Arbeitsauftrag -> Setzen Sie den Text über die Stickarbeiten von Maria und Bess nach seinem letzten Satz fort.

Textauszug ->
++++

Diese einfache Landedelfrau liebte zwar schöne Stickereien, doch zu neuesten Moden und fremder Lebensart hatte sie keinen Zugang. Bess war damals dabei, ihr Schloss Chatsworth auszustatten und zu möblieren, und Maria half mit ihren Kenntnissen von französischem Stil, Eleganz, Luxus.

Die Königin besass zudem die neuesten Errungenschaften des Zeitalters, nämlich gedruckte und mit Illustrationen versehene Bücher. Die beiden Damen studierten diese genau und suchten hier nach Vorlagen für ihre Nadelarbeiten. Bess beschäftigte einen eigenen Entwerfer, auch unter Marias Dienerschaft befand sich ein solcher, es war vermutlich Pierre Oudry, später wird Charles Plouvart erwähnt.
Eine reiche Auswahl an Tierbildern gab es in den 1560 herausgekommenen, mit Holzschnitten und Kupferstichen illustrierten Werken des Zürcher Arztes und Gelehrten Conrad Gesner. Andere Motive lieferten die Bücher von Pierre Belon. Beim Ausführen der Zeichnungen hielten sich die Damen erstaunlich genau an die Vorlagen.

In manchen Abweichungen kommen persönliche Ideen zum Ausdruck: Maria stickte zum Beispiel eine Katze, die eine Maus beobachtet. Ohne Zweifel sollte die Katze Elisabeth I. wiedergeben, hat doch das Tierbild dieselben roten Haare wie die Königin. Damit stellte Maria ihre Situation als Abhängige von Elisabeth dar.

++++

Rohdaten ->
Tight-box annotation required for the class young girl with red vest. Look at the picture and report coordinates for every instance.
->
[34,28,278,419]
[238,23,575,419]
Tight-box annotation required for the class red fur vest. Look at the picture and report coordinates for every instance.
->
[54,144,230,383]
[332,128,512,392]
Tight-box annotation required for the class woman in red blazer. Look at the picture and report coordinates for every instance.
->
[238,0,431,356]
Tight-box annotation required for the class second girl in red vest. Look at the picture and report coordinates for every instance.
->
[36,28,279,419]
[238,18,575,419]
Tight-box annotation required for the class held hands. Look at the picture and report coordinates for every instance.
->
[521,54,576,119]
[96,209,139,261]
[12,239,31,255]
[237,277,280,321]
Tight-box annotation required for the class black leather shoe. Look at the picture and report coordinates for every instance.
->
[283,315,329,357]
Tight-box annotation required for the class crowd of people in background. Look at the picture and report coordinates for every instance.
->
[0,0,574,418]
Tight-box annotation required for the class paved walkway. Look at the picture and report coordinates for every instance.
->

++++

Lösung ->
Sie bevorzugte kleine Arbeiten, die sie entweder auf einem Stickrahmen oder auf einem kleinen mit Pergament bedeckten Kissen ausführte. Ausser dem halben Kreuzstich oder Petit Point, kommen kaum andere Sticharten vor, für Maria war die Zeichnung wichtiger als die Technik.
Bis heute haben sich etwa 30 Stickereien mit dem Zeichen oder den Initialen der schottischen Königin erhalten. Vor allem die Tierbilder nach Gesners Holzschnitten sind signiert, vermutlich um sie von den Stickereien von Bess zu unterscheiden. Es ist sehr wohl möglich, dass auch unsignierte Arbeiten auf Maria zurückgehen.

  Nach der Hinrichtung fehlen Nachrichtungen über die Stickereien. Gute 200 Jahre später, 1761, erschienen drei Behänge in Oxburgh Hall. Von offensichtlich professioneller Hand waren Marias Stickereien und auch einige von Bess of Hardwick auf einen grünen Samtstoff aufgenäht worden.
Ein vierter Behang ist nicht mehr als ganzes Stück erhalten.
Heute befinden sich einige Teile im Victoria and Albert Museum in London, andere Teile im Palast von Holyroodhouse. Jeder dieser vier Wandbehänge zeigt im Zentrum ein rechteckiges Stickbild, das von vier achteckigen und weiteren kreuzförmigen Stickereien umgeben ist.

Maria, Königin von Schottland, war keine einfache Gefangene, die ihr Schicksal ergeben hinnahm. Immer wieder versuchte sie frei zu werden, verschiedentlich gelang es ihr auch, Verschwörungen anzuzetteln. Obwohl sie ihn vermutlich nie gesehen hatte, plante sie eine Heirat mit dem Duke of Norfolk. Es versammelte sich in diesem Zusammenhang eine südwärts marschierende rebellische Armee. Elisabeth zerschlug die Revolte, Norfolk wurde im Londoner Tower gefangen gesetzt und hingerichtet. Im Laufe der Zeit wurde Maria immer depressiver, es ging ihr schlechter. Der Sohn James liess ihre Briefe unbeantwortet, ein Kontakt mit seiner Mutter kam nie zustande.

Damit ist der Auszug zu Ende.